◆ **Task brief**:
Write out each of the following items word for word, with nothing changed.

◆ **Entries shown**:
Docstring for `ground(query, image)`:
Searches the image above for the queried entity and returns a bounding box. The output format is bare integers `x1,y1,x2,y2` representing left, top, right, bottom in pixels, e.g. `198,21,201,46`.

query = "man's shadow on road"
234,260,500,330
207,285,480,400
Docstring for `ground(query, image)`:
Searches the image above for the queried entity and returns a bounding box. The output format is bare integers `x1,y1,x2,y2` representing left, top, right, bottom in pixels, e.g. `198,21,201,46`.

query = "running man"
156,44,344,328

◆ **Output for this task**:
Docstring for `ground(query, image)`:
Searches the image above for the queried entity and returns a bounding box. The output format is bare integers `x1,y1,x2,y2` representing left, top, right, bottom in pixels, e.g. `198,21,201,46`.

query = "man's shadow on road"
234,260,500,330
207,285,480,400
Docstring for `ground(query, image)`:
Searches the image above for the queried entity and returns a bounding box. The output format is bare integers `x1,y1,x2,y2` representing left, top, right, bottom in pixels, e.g. `198,21,201,46`.

query = "running man"
156,44,344,328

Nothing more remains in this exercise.